** START OF Data section **

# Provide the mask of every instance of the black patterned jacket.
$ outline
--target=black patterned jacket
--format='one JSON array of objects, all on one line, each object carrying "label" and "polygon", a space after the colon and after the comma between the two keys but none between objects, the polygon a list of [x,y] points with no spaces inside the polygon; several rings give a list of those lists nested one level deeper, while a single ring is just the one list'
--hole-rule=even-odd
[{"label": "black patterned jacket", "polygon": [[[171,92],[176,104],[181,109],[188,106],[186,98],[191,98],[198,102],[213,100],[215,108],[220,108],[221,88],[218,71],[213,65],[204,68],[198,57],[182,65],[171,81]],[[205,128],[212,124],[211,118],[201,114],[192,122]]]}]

** END OF Data section **

**Problem to solve**. Render the data above as a JSON list of strings with one string per line, and leave out any blank lines.

**Exercise result**.
[
  "# Provide the mask of every instance of the black patterned jacket.",
  "$ outline",
  "--target=black patterned jacket",
  "--format='one JSON array of objects, all on one line, each object carrying \"label\" and \"polygon\", a space after the colon and after the comma between the two keys but none between objects, the polygon a list of [x,y] points with no spaces inside the polygon; several rings give a list of those lists nested one level deeper, while a single ring is just the one list'",
  "--hole-rule=even-odd",
  "[{\"label\": \"black patterned jacket\", \"polygon\": [[[171,92],[176,104],[181,109],[188,106],[186,98],[191,98],[198,102],[213,100],[215,108],[220,108],[221,88],[218,71],[213,65],[204,68],[198,57],[182,65],[171,81]],[[205,128],[212,124],[211,118],[201,114],[192,122]]]}]"
]